▶ [ACTIVITY]: Pull every line with "column" from the data below and copy it.

(Stored items)
━━━━━━━━━━━━━━━━

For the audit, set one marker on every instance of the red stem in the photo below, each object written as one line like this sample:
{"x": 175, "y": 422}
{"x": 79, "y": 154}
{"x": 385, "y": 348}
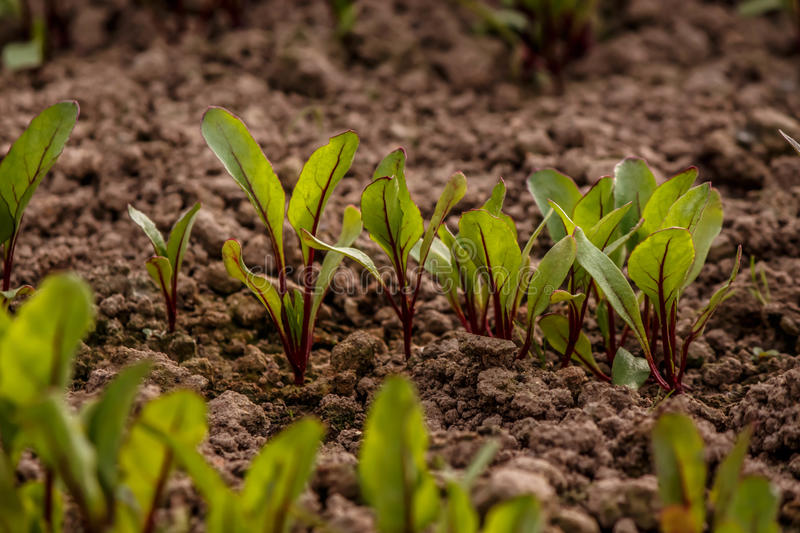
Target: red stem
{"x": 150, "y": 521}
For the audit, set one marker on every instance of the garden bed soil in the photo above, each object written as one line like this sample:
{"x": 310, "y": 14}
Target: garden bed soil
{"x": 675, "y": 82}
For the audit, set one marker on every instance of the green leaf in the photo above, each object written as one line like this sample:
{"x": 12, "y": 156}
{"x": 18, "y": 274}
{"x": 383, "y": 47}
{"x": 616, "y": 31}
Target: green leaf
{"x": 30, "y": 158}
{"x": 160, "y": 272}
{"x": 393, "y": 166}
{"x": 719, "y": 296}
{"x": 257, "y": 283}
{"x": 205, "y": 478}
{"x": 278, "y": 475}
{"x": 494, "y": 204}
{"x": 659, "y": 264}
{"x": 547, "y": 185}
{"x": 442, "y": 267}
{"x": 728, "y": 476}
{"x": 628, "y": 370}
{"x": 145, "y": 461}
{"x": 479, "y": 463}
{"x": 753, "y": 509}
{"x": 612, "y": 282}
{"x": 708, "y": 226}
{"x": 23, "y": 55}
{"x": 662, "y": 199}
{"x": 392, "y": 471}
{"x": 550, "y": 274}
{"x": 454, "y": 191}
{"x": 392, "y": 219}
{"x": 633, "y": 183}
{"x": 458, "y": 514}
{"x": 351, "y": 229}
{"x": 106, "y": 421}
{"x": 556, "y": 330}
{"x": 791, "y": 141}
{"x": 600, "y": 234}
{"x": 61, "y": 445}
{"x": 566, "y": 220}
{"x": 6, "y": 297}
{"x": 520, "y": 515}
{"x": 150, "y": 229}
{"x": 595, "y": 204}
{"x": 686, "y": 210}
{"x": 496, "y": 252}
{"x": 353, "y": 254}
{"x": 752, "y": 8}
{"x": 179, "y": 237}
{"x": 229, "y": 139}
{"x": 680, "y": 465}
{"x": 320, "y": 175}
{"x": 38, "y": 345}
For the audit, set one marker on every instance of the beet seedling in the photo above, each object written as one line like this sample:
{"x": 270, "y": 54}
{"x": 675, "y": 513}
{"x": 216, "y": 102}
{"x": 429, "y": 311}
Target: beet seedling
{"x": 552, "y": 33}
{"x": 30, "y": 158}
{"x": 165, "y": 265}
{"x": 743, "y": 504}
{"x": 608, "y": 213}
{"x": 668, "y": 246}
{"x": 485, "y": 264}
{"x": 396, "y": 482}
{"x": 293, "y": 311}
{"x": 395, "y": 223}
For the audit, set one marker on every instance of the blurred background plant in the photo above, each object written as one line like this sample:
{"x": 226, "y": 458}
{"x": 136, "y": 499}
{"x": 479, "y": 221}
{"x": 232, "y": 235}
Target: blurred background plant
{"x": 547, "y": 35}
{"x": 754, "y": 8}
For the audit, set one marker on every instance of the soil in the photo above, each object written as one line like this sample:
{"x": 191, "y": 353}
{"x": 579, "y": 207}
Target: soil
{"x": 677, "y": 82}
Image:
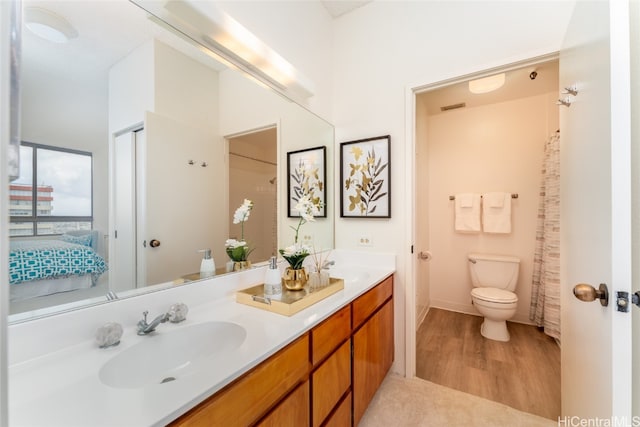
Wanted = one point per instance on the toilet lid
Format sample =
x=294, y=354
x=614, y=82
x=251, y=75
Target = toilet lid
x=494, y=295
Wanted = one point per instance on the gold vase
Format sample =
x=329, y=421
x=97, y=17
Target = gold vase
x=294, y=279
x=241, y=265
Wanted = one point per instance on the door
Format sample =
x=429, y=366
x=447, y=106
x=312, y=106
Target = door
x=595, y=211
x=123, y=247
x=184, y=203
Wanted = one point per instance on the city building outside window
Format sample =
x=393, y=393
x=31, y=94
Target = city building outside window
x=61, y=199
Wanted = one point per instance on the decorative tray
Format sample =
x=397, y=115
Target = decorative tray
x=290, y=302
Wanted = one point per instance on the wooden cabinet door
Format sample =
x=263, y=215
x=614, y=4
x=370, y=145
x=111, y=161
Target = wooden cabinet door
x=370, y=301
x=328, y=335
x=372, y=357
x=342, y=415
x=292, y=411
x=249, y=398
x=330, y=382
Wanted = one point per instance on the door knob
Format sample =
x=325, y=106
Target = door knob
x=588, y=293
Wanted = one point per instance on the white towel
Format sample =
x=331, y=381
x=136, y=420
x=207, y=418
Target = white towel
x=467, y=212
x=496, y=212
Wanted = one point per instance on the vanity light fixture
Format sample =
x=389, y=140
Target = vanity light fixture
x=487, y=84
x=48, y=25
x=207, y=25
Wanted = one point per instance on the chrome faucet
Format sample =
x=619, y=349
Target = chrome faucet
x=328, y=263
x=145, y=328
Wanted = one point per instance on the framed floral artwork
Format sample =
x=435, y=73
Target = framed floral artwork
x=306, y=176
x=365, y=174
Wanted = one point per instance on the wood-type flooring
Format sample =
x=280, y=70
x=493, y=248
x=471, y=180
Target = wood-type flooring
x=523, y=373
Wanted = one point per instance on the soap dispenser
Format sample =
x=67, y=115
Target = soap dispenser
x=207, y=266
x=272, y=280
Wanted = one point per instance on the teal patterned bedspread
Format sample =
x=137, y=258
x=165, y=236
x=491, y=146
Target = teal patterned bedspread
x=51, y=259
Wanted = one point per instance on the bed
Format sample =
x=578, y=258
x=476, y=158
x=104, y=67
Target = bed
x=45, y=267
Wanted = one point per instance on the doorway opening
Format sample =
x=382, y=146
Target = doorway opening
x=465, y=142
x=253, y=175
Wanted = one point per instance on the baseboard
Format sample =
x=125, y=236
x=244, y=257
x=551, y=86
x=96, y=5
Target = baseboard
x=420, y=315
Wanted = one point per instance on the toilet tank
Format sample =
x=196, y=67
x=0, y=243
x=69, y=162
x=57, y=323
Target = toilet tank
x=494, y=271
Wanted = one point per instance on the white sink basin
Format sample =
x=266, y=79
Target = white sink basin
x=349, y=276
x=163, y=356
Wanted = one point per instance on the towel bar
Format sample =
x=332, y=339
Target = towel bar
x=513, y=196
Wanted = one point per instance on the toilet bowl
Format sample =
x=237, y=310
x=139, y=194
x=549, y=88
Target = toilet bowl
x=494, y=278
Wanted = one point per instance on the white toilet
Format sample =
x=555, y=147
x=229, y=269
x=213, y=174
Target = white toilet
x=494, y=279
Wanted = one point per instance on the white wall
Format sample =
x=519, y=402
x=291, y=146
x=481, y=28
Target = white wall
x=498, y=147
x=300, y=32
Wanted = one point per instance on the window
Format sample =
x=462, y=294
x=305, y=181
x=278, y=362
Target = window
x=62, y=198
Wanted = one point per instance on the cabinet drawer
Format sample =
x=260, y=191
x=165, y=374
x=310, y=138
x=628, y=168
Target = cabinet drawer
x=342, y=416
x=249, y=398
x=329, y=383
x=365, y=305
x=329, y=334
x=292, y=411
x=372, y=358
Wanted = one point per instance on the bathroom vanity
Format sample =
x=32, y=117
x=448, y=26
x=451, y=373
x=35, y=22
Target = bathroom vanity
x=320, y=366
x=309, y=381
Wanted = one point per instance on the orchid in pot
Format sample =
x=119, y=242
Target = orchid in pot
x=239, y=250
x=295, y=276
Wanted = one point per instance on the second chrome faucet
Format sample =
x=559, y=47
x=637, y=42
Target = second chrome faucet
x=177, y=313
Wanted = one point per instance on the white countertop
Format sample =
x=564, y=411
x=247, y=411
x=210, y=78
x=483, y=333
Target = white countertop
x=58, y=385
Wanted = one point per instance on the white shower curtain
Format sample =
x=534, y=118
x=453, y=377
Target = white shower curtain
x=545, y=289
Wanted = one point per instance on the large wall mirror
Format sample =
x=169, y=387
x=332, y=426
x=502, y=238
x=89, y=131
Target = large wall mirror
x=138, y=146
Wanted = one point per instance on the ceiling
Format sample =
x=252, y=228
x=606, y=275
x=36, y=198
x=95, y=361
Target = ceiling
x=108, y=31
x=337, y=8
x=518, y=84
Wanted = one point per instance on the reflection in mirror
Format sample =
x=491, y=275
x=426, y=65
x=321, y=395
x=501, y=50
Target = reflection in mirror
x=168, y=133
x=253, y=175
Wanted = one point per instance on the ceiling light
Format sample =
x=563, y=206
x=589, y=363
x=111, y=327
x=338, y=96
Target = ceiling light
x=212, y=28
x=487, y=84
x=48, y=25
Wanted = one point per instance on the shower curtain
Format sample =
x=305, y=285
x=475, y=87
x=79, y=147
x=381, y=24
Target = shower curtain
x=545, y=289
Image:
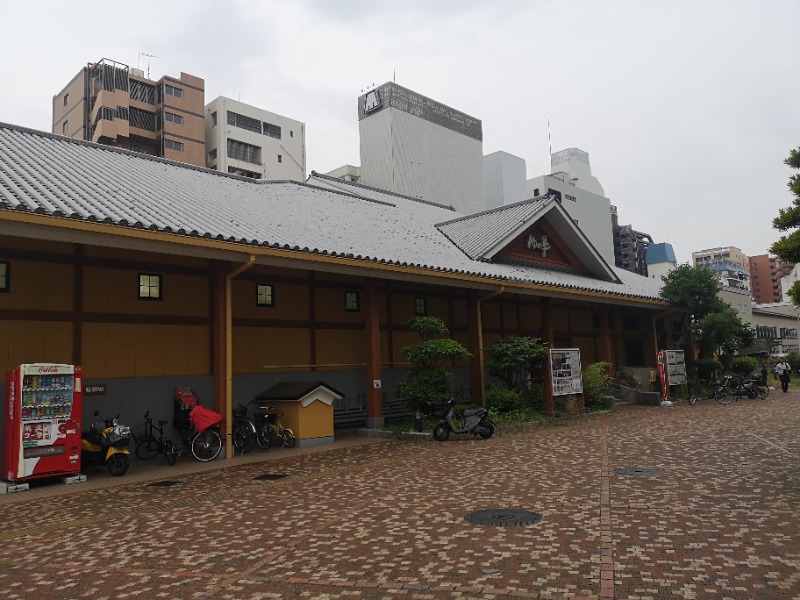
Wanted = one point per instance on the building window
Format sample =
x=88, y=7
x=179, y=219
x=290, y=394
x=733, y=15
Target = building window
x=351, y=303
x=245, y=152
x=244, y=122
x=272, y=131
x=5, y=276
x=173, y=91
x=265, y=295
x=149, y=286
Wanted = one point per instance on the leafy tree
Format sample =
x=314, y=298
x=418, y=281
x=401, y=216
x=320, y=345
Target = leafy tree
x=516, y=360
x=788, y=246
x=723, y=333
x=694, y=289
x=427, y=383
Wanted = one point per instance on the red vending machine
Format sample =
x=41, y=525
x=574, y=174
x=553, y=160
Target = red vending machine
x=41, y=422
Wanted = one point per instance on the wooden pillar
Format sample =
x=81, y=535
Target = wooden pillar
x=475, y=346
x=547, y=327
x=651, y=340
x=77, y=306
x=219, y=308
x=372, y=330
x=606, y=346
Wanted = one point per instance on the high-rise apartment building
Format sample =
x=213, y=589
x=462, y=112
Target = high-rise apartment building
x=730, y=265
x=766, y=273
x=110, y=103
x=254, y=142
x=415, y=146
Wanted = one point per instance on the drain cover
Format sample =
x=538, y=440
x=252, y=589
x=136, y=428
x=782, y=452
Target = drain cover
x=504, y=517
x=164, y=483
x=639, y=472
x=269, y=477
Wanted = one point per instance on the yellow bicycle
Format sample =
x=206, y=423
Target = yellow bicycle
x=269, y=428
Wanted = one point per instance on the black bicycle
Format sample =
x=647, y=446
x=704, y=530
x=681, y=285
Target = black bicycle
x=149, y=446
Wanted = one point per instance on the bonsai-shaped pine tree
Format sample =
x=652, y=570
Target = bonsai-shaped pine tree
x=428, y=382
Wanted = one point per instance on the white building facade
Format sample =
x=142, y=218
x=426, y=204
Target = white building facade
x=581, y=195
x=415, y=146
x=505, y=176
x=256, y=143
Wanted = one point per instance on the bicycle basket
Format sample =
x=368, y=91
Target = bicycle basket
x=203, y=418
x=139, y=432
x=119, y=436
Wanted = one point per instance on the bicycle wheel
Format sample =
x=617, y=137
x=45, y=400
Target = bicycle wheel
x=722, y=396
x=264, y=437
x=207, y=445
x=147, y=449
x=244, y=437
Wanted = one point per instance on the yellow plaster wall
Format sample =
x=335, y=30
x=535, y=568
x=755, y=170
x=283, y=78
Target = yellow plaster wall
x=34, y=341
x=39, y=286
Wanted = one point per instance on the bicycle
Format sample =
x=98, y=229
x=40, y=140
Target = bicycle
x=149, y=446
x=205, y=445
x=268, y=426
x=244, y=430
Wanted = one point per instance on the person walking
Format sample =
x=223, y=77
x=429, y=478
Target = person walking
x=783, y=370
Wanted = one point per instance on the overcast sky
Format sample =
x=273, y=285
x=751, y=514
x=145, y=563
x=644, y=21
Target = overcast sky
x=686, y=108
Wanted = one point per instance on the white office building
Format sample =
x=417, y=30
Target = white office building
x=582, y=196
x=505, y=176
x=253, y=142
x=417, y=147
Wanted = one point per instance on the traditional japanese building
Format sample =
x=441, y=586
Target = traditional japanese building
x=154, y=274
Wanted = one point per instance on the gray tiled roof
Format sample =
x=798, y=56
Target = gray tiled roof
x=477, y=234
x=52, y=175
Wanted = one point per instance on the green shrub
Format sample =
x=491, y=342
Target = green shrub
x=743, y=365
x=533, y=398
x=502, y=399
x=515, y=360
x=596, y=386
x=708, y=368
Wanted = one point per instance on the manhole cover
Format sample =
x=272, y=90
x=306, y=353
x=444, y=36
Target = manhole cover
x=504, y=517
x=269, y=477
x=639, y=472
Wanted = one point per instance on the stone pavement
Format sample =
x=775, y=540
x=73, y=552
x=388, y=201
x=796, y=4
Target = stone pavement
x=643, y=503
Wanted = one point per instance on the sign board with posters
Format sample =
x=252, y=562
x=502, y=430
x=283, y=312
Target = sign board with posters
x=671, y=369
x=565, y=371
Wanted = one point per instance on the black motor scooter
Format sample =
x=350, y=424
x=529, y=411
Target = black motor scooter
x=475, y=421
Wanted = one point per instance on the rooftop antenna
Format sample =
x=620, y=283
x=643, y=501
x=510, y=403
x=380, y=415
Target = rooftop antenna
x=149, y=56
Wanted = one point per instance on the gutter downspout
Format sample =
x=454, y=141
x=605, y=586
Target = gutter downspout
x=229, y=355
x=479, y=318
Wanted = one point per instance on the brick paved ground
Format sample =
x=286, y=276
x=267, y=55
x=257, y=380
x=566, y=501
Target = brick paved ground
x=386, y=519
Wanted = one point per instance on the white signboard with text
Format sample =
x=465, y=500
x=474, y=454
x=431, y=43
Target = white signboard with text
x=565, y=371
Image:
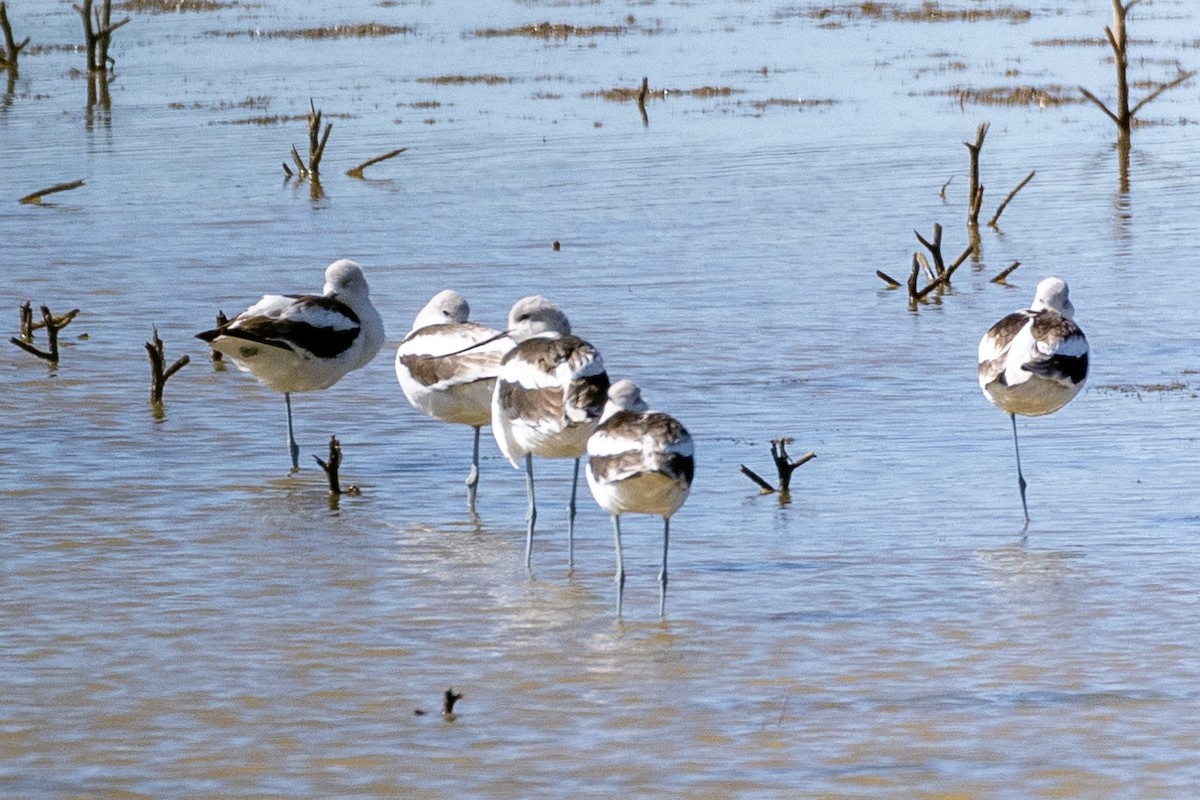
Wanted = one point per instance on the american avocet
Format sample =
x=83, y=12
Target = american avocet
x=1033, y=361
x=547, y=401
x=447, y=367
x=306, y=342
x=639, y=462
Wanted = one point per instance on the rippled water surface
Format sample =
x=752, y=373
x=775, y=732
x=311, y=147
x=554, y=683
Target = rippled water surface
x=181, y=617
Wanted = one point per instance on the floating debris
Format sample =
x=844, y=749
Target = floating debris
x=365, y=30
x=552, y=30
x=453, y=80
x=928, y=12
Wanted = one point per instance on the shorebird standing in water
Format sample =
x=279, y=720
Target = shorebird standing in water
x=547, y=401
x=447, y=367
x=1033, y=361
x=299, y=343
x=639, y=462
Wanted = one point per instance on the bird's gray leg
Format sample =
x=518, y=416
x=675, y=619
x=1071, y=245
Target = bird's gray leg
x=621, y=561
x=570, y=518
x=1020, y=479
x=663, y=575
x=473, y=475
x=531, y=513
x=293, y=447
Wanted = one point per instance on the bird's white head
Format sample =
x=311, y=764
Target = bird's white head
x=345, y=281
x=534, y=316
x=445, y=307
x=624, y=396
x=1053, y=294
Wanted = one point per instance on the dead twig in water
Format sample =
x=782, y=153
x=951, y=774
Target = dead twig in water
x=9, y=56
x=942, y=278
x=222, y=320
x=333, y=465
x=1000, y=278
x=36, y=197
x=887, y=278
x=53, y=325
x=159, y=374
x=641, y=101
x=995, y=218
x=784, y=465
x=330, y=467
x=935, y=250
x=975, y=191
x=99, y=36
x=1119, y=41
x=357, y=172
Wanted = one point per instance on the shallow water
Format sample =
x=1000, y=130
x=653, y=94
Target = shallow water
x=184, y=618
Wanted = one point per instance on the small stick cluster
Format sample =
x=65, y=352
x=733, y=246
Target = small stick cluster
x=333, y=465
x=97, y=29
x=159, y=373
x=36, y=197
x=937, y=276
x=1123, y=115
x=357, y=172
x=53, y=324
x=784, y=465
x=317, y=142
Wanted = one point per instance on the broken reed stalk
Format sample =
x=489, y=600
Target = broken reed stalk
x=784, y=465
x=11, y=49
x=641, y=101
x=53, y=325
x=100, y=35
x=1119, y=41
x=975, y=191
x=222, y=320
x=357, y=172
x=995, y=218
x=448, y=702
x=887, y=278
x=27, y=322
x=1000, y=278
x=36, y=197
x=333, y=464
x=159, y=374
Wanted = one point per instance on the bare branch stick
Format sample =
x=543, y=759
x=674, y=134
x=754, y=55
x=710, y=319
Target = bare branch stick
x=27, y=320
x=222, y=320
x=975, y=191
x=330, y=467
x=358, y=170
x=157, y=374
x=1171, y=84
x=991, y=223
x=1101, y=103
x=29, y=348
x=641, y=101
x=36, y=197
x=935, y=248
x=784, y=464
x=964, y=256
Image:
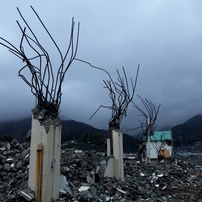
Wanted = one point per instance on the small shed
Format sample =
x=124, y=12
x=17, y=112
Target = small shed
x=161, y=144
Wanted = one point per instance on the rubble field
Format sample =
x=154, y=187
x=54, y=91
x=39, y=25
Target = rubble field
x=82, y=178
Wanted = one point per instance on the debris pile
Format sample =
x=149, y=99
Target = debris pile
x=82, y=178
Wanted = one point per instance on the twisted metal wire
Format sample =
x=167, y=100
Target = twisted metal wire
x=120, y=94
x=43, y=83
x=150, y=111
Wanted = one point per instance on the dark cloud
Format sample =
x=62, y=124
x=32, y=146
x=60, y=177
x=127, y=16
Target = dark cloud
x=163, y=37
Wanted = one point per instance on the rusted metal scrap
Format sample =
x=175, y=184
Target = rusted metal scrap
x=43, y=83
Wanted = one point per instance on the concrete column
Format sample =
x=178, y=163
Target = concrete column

━━━━━━━━━━━━━━━━

▶ [WRITTEN SOLUTION]:
Wanted = one point per instance on the concrete column
Target = concrete column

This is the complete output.